- **EXERCISE DATA**:
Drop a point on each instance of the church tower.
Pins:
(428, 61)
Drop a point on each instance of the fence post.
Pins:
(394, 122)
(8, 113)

- **EXERCISE REQUIREMENTS**:
Nothing in the listing should be left out; repeat it exactly.

- **TASK RESULT**:
Drop a point on each instance of the church tower.
Pins:
(428, 61)
Drop a point on each instance of the fence post.
Pins:
(394, 122)
(8, 113)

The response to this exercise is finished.